PROBLEM DETAILS: There should be no pictures in your answer, only an exact copy of the lines from the one with "The image is" through the end of the material.
⁂
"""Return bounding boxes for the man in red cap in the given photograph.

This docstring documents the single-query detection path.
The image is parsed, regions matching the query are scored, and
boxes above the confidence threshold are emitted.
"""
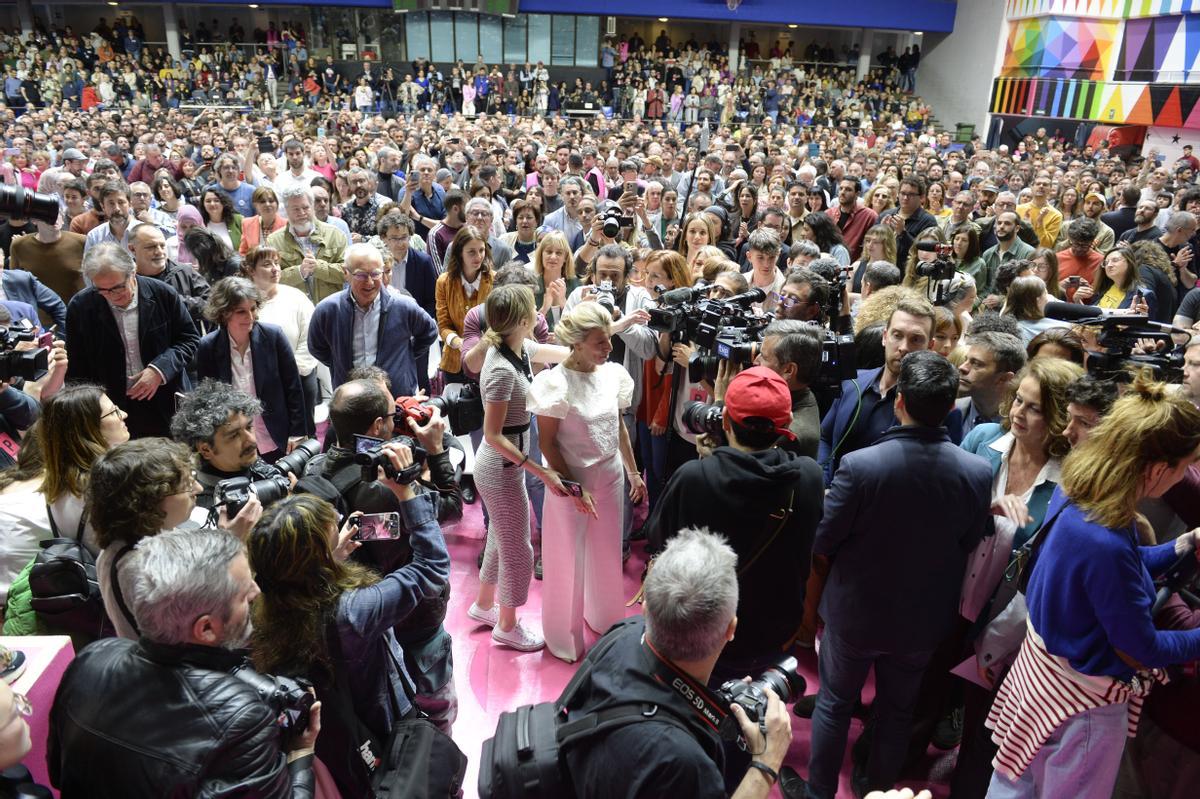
⁂
SOLUTION FOR THIS EXERCISE:
The image is parsed, regions matching the query are scored, and
boxes above the confidence threshold are emitted.
"""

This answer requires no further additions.